▶ _Problem statement_: Among the entries, find each line that includes the string "blue" and list it.

-- Data follows --

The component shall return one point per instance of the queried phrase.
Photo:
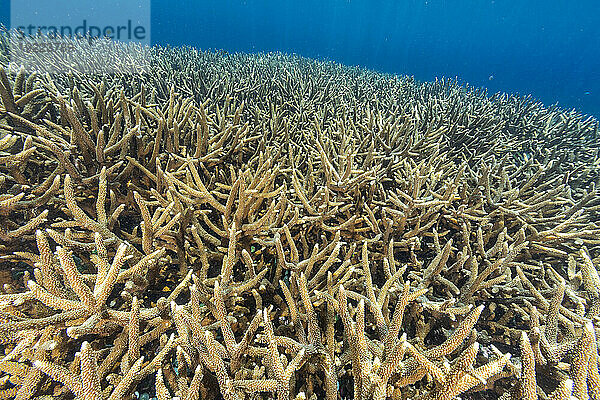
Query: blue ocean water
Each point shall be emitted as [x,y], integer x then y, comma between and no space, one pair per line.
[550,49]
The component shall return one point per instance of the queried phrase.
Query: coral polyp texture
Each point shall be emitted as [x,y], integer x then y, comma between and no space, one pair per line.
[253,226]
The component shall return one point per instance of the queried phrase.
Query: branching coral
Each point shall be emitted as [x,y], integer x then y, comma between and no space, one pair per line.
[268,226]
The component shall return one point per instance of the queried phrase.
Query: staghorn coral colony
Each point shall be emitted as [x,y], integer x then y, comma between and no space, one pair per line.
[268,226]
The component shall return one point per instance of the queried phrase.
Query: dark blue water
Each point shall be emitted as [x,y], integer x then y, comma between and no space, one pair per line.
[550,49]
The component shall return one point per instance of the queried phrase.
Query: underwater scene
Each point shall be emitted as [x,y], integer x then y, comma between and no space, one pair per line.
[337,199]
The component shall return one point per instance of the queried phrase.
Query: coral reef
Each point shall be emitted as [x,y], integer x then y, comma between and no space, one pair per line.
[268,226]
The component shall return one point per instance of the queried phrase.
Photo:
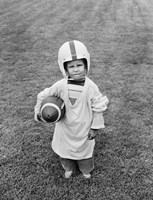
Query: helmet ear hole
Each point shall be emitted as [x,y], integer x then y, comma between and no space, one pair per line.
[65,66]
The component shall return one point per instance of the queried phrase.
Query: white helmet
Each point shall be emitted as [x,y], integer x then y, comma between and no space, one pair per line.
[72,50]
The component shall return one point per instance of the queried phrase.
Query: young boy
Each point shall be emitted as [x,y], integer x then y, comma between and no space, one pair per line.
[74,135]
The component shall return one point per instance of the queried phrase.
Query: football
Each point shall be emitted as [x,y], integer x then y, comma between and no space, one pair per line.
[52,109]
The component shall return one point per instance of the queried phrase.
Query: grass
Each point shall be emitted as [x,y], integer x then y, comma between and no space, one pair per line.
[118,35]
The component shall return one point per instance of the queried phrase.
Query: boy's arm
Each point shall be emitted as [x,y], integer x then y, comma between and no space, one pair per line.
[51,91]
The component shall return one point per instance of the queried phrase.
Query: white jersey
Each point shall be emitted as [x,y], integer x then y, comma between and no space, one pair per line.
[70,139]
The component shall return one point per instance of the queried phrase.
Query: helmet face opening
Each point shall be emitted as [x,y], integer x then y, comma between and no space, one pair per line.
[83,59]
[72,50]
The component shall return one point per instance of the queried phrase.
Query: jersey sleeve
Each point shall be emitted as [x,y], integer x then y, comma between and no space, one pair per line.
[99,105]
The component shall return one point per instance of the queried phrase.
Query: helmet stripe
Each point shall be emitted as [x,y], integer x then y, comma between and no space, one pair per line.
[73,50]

-- Data concluded --
-- Data follows --

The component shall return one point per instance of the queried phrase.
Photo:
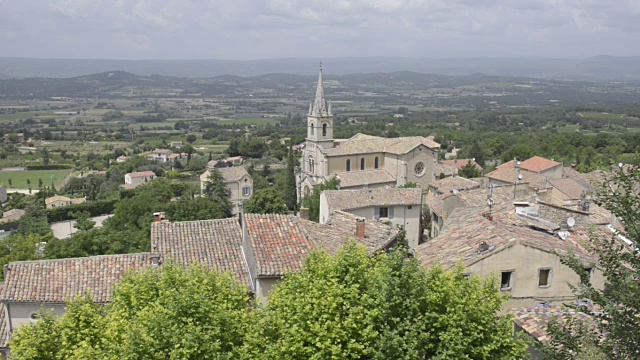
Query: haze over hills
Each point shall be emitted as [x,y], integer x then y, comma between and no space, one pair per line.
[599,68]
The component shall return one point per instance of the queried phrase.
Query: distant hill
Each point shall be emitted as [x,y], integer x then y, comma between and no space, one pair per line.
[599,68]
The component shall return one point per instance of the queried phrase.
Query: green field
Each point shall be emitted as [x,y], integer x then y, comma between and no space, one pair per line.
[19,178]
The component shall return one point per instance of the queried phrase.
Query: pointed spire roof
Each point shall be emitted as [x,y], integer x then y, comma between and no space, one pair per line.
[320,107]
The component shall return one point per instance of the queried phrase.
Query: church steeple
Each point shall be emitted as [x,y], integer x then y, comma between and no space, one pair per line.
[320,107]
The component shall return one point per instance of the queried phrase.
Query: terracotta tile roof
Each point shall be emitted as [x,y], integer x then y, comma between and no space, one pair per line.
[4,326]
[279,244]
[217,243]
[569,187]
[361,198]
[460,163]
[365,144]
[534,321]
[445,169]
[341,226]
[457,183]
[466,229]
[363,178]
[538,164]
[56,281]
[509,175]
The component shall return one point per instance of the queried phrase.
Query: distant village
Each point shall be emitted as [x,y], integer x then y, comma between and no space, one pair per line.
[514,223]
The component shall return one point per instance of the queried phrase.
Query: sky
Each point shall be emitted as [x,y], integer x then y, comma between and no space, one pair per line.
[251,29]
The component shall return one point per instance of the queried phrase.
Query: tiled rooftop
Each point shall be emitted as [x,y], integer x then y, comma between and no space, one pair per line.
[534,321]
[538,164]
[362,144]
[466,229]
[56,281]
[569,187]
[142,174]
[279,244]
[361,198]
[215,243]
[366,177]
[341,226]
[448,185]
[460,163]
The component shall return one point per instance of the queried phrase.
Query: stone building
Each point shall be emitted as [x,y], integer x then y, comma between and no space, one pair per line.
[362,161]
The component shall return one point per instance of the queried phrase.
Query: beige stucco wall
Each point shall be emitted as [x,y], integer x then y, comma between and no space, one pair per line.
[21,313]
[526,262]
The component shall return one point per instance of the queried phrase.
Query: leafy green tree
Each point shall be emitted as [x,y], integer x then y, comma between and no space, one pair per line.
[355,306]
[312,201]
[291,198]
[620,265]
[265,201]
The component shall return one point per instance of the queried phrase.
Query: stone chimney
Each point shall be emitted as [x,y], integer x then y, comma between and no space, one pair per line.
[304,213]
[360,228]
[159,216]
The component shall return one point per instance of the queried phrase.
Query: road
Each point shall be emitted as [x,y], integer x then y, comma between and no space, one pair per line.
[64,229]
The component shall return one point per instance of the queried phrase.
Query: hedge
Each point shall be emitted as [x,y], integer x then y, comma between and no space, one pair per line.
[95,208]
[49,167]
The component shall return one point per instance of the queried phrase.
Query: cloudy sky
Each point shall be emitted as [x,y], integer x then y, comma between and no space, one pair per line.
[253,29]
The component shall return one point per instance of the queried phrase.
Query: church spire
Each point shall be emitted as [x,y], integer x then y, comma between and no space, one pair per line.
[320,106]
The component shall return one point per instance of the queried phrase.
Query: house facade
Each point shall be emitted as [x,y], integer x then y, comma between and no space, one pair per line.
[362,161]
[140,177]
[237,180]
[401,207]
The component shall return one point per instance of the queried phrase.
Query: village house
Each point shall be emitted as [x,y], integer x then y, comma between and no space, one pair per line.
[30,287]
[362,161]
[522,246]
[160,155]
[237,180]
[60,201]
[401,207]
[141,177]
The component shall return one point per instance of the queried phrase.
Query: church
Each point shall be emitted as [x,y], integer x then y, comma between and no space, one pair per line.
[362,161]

-- Data concluded --

▶ _Completed task_:
Query: blue ocean water
Query: dark blue water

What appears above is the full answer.